#### [Direction]
How many lines of the entries below contain the string "shelf"? Case counts, and your reply should be the number alone.

◇ ◇ ◇

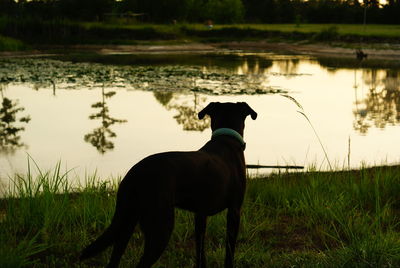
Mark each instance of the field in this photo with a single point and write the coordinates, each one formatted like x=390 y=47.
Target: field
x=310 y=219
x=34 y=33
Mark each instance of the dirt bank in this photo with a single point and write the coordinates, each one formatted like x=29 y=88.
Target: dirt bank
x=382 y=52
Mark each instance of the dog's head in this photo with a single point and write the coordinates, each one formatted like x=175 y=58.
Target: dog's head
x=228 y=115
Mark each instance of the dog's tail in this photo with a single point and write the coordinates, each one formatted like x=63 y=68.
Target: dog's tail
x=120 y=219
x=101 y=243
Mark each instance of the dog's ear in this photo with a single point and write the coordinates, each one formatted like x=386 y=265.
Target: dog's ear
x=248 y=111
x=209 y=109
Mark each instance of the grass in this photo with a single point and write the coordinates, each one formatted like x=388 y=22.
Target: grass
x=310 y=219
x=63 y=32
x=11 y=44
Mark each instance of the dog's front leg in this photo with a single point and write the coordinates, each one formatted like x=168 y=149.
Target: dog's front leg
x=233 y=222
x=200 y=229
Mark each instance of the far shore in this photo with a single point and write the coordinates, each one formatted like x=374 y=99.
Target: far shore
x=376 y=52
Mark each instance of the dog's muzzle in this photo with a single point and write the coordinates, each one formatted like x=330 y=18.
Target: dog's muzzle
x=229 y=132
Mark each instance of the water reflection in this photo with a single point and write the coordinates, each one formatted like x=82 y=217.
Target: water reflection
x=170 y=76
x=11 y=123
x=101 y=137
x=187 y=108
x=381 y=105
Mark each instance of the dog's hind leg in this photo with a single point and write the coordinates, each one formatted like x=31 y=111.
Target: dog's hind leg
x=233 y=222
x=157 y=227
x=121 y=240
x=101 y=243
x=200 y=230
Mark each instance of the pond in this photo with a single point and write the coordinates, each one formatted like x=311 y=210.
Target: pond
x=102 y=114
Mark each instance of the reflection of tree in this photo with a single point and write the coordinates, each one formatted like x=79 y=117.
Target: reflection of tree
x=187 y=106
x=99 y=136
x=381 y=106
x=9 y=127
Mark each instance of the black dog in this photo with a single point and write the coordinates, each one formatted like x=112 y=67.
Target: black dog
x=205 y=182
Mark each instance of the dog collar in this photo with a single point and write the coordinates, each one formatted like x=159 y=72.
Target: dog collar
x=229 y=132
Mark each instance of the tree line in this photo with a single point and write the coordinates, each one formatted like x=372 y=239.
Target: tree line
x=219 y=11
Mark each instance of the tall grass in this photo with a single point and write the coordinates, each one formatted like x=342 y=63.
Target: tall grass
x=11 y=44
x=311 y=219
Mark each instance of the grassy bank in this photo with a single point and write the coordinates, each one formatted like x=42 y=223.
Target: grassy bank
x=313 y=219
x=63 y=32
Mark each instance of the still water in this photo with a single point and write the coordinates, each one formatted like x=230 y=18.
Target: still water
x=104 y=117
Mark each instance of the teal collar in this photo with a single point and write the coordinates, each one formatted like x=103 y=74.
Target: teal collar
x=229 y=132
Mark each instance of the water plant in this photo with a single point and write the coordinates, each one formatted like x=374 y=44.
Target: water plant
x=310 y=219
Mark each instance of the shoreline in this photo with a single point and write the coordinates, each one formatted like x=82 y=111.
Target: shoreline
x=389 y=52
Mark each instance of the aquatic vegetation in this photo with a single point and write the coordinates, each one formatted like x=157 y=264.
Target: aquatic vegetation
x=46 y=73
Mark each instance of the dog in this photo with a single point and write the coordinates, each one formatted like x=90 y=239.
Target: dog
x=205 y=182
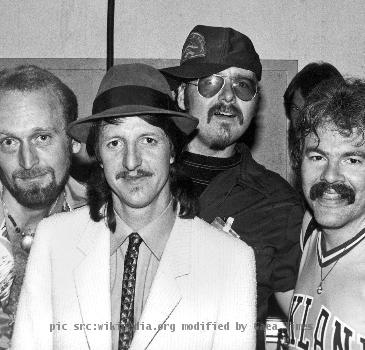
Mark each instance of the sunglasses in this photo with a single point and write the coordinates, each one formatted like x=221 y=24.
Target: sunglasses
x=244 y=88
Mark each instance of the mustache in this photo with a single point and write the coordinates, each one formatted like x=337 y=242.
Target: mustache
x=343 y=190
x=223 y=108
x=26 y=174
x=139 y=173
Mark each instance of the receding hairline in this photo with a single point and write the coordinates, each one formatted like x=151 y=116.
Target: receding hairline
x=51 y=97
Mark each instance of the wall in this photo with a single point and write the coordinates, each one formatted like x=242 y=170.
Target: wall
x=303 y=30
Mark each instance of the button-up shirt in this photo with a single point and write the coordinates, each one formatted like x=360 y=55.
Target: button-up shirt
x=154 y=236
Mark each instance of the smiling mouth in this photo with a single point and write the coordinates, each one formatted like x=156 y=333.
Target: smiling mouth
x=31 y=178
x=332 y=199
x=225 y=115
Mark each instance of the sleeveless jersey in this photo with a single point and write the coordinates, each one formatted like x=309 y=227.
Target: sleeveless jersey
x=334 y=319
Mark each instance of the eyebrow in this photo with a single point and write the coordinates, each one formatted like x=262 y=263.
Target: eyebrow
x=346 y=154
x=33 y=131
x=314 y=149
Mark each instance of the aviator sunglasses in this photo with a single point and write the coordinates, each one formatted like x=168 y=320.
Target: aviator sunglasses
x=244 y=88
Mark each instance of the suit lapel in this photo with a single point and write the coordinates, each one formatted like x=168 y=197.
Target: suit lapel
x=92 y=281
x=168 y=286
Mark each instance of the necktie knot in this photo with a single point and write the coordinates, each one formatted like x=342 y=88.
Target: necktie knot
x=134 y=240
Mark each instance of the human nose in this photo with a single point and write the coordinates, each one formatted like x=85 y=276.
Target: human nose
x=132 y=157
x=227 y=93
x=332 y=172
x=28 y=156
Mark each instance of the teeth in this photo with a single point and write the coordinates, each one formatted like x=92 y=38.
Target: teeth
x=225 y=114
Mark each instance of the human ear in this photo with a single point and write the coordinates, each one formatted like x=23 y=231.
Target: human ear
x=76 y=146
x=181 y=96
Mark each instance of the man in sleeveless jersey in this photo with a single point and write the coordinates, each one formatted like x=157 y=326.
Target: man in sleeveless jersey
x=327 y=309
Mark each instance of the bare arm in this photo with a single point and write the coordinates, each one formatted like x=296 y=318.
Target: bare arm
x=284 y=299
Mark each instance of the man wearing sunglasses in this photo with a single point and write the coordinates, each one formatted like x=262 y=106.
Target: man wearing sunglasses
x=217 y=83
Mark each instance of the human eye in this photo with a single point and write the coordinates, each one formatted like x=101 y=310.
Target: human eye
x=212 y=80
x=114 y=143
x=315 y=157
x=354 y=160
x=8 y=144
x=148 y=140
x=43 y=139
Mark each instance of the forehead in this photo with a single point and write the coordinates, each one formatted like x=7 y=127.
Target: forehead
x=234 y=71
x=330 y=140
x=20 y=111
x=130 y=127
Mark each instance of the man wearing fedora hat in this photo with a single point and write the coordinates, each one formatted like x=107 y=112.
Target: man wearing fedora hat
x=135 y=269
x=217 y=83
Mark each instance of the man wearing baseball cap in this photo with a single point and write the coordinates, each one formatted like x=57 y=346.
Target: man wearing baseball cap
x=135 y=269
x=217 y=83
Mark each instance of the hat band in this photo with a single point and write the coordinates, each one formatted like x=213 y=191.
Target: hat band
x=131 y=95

◇ ◇ ◇

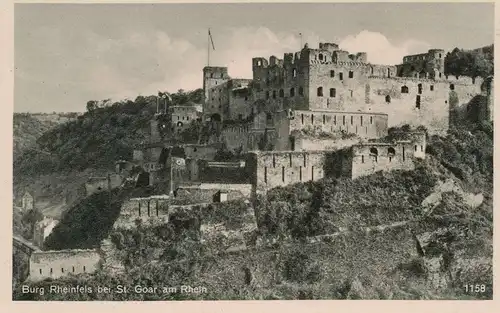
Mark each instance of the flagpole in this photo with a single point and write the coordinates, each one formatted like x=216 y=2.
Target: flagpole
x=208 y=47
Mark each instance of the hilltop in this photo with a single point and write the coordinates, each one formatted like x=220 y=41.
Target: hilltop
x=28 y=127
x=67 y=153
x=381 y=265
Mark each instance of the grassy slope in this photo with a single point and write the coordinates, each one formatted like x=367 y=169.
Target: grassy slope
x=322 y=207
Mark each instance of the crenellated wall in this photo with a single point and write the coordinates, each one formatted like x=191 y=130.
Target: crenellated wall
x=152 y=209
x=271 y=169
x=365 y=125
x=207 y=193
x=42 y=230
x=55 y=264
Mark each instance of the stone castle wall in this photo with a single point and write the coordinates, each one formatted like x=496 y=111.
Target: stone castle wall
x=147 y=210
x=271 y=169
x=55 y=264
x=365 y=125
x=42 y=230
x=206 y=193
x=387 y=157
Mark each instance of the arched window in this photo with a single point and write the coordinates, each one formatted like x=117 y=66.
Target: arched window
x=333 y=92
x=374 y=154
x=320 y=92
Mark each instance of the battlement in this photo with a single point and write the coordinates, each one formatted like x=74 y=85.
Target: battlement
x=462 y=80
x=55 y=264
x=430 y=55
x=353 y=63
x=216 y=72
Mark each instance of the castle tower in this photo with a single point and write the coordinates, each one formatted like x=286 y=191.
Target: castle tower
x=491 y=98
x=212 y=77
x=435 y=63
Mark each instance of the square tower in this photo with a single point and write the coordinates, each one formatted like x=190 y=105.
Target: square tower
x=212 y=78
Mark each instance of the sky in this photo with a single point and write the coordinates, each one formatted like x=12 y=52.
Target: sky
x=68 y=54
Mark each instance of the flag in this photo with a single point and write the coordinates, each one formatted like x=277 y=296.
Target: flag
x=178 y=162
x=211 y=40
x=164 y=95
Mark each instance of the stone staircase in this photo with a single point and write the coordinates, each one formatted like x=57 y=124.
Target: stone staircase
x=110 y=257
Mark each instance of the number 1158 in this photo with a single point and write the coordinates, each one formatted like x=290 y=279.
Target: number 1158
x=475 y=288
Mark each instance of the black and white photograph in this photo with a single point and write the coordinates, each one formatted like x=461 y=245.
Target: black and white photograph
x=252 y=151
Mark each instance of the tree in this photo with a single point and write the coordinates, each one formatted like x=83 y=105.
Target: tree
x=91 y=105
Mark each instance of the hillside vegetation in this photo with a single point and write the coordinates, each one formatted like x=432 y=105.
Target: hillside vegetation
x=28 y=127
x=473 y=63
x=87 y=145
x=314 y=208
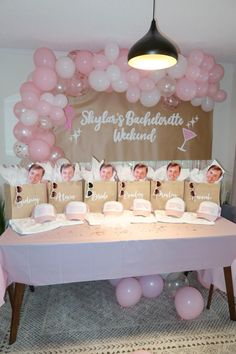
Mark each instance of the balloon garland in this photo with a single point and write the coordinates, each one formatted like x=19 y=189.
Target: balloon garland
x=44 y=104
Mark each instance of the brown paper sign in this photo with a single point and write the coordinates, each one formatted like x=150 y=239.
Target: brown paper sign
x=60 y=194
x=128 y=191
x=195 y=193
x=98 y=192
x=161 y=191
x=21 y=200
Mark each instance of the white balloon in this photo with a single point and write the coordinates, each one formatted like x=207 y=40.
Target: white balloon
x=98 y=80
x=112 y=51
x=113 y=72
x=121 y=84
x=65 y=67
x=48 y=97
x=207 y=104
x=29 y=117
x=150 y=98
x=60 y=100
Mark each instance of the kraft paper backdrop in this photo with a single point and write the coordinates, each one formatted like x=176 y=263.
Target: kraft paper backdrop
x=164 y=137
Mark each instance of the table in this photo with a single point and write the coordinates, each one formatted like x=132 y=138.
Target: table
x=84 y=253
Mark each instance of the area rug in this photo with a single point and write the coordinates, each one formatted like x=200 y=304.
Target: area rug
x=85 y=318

◇ ◇ ◇

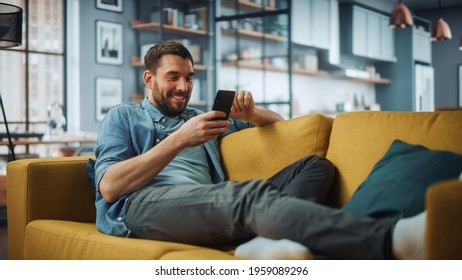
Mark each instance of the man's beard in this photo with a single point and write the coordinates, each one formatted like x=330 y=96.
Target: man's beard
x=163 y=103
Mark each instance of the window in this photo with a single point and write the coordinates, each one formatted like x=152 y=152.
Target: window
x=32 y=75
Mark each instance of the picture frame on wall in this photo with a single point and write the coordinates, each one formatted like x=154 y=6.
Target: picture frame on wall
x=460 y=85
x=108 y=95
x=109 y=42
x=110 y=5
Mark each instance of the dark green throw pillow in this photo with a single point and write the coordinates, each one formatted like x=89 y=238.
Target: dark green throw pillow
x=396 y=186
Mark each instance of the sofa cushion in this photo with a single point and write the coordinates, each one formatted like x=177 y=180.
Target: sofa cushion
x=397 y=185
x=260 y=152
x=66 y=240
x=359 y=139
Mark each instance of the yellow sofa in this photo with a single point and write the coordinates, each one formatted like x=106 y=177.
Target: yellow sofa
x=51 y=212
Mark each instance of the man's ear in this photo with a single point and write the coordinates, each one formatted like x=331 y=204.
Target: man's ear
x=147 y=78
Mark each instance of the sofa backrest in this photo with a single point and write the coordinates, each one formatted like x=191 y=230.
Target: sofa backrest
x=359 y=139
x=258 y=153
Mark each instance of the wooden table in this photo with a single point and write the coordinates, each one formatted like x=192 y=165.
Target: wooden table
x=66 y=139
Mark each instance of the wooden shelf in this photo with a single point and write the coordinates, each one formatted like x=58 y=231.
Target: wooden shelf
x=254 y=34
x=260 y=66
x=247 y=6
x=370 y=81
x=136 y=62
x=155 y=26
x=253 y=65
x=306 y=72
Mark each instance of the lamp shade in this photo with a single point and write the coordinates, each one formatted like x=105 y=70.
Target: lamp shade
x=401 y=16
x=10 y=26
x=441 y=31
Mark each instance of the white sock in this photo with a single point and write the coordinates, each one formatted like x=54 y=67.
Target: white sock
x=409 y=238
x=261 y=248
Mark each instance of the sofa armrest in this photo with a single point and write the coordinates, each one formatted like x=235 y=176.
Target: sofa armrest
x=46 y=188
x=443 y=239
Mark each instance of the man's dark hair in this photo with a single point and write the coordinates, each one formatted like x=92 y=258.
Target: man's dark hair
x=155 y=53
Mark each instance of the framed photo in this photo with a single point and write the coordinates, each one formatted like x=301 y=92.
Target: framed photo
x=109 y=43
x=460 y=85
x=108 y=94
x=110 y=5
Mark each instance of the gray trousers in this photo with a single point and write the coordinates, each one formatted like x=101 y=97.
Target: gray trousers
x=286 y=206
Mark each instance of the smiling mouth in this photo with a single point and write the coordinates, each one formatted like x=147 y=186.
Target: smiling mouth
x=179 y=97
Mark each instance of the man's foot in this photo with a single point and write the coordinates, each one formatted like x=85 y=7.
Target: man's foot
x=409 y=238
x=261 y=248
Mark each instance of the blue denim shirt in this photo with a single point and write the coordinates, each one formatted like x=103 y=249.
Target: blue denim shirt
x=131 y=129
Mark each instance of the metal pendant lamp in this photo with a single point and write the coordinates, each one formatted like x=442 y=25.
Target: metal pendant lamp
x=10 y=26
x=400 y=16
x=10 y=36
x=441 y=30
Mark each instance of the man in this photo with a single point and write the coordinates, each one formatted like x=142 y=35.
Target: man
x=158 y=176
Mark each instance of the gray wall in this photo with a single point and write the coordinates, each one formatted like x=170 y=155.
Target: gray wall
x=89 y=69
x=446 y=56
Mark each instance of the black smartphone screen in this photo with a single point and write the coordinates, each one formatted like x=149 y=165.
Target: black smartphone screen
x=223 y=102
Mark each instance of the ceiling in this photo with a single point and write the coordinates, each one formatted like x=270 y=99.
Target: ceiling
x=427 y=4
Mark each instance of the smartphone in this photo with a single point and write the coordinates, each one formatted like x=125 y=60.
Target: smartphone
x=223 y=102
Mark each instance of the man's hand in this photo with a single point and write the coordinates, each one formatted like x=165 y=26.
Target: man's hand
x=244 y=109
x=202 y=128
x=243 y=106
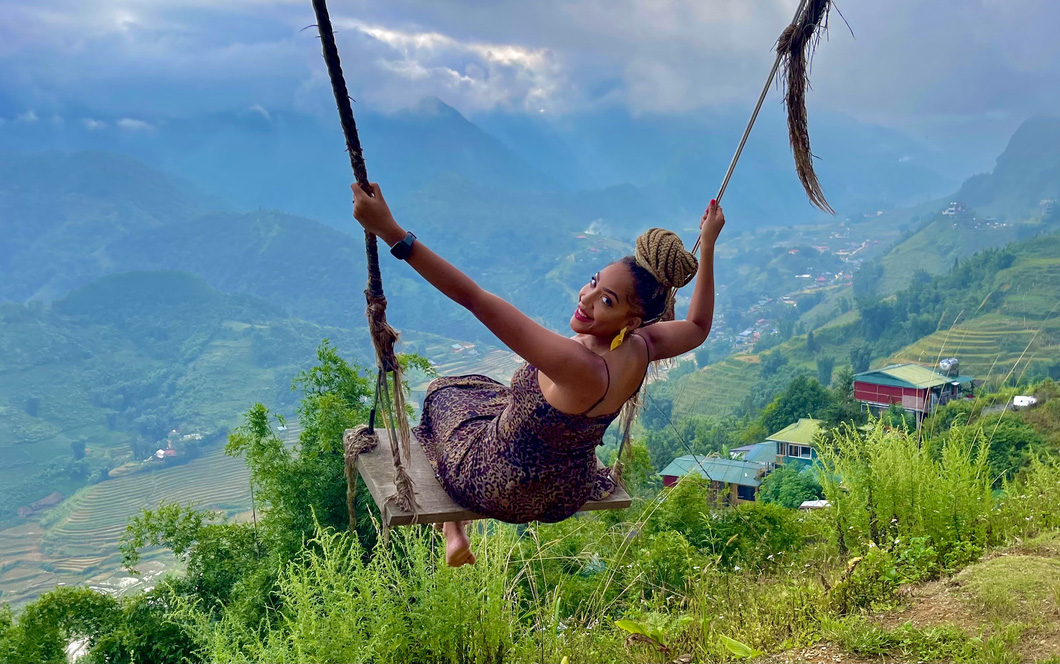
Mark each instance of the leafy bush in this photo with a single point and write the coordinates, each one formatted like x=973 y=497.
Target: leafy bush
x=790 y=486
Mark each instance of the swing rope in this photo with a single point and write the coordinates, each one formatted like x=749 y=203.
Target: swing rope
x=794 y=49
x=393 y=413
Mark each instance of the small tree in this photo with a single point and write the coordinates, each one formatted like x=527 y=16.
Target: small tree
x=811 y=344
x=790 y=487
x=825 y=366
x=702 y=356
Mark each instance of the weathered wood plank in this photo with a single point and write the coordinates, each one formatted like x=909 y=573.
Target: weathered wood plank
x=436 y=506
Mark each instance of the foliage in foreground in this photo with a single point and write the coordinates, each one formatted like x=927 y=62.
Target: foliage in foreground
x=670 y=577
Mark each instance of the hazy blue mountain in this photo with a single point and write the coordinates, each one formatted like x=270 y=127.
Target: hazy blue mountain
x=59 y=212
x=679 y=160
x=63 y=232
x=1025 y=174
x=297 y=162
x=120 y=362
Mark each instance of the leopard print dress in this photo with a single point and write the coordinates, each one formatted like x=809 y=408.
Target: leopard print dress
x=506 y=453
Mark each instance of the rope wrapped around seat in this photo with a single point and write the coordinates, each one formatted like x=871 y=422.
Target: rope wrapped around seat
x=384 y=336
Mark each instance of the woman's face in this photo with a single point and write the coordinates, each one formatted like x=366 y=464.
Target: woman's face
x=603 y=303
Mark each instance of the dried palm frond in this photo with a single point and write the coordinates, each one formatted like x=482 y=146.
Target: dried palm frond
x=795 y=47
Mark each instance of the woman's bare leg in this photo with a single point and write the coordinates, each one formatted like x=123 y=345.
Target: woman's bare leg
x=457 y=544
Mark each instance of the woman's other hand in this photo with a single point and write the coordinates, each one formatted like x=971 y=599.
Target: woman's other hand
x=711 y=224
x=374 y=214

◇ ◇ ◇

#### [Answer to the problem]
2